Reproduce each of the lines below word for word, with no changes of any kind.

[DATA RECORDS]
* * * * * * * * *
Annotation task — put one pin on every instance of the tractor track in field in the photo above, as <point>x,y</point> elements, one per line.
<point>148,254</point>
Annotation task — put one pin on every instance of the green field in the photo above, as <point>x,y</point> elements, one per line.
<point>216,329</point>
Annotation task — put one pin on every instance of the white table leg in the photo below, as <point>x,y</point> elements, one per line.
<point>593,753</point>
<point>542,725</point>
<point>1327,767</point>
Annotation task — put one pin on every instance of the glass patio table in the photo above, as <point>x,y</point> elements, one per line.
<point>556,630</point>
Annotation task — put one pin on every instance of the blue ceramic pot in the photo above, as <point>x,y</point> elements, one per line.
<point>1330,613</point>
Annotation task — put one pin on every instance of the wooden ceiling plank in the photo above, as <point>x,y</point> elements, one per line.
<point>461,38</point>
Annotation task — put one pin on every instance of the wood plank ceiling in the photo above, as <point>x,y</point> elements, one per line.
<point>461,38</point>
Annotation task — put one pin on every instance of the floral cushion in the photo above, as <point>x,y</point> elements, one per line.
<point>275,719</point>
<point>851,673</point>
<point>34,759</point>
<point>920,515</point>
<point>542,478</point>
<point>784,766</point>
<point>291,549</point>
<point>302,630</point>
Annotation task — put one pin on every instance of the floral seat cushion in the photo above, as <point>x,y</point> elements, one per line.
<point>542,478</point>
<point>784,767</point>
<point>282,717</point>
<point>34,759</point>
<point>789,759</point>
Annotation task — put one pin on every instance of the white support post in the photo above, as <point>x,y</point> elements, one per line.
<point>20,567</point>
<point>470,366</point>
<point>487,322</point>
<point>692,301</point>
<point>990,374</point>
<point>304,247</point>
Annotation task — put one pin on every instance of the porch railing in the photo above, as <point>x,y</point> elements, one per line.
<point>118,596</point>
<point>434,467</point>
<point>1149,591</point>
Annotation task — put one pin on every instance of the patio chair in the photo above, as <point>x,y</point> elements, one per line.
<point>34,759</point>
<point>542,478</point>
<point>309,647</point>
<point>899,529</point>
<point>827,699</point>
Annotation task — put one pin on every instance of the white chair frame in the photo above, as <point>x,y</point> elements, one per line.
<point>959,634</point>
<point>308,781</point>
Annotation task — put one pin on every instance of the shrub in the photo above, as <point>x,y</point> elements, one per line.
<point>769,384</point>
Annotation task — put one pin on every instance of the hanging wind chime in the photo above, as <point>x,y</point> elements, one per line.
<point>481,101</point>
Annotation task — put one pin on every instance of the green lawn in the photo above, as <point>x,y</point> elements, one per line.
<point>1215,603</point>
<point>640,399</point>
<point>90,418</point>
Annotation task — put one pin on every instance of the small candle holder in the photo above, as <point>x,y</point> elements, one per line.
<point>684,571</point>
* * * * * * * * *
[RESULT FOR THIS EXERCISE]
Annotation task — put one pin on every instance of the tractor track in field in the photo above, as <point>x,y</point> elements, one per line.
<point>148,254</point>
Annotation task — put one pin on every instance of the green field in the photo above, as <point>x,y</point> elements, one per line.
<point>216,329</point>
Annotation task — put one pin on every instance of the white table leg in the photo below, as <point>x,y</point> elements, one per line.
<point>593,753</point>
<point>542,725</point>
<point>1327,767</point>
Annotation task — put one pin on every instance of the glass patio table in the photo above, as <point>x,y</point> elements, one per line.
<point>556,630</point>
Annotation task — put one pin on every instance of the blue ceramic pot in the photo above, as <point>x,y</point> elements, one per line.
<point>1330,613</point>
Annotation task — put one pin on every instance of the wooden ceiling plank in the photo above, as <point>x,y</point> elements, one per line.
<point>461,38</point>
Annotation task — put one pin on every instance of the wood plank ceiling in the photo above, as <point>x,y</point> elements, one per line.
<point>461,38</point>
Annotation task — put one pin on every instance of the floral cushion in the photo above, as <point>x,y</point> elements, one per line.
<point>275,719</point>
<point>851,673</point>
<point>34,759</point>
<point>920,515</point>
<point>542,478</point>
<point>784,766</point>
<point>291,549</point>
<point>302,630</point>
Annotation task — put one pin on every instance of the floral seat cushion in the photo above, as <point>x,y</point> elements, one per line.
<point>542,478</point>
<point>784,767</point>
<point>282,717</point>
<point>34,759</point>
<point>789,759</point>
Annotation task — put one pin on every instance of the white support post in the photo above, as <point>x,y</point> elements, one per line.
<point>20,567</point>
<point>470,366</point>
<point>487,322</point>
<point>692,301</point>
<point>990,374</point>
<point>304,247</point>
Annotation task — put one pin on every instance of the porch railing in the photo above, as <point>x,y</point> elements, one per line.
<point>118,596</point>
<point>434,467</point>
<point>1149,591</point>
Annotation task — put one pin on every instance of the patio chair in the photo above, as <point>x,y</point> elements, one per line.
<point>34,759</point>
<point>542,478</point>
<point>309,647</point>
<point>899,529</point>
<point>827,699</point>
Annotation task — put one pin on every instance of the white chair frame in the photo above, as <point>x,y</point> elements, one per line.
<point>959,634</point>
<point>308,781</point>
Annotation task — put one pin on every instance of the shrub in the photo above, as <point>x,y</point> elements, one per line.
<point>769,384</point>
Annotation task — put one pin on every instance of the hanging wind chime in the photo above, as <point>x,y</point> elements, one per line.
<point>481,101</point>
Annotation task — put one pin on every instance of the green lawn in the photo above, as <point>x,y</point> elements, one per line.
<point>1215,603</point>
<point>640,399</point>
<point>90,418</point>
Annotation task — put one pin on every instance of the small candle holder in the photo above, as <point>x,y</point> elements, one per line.
<point>684,571</point>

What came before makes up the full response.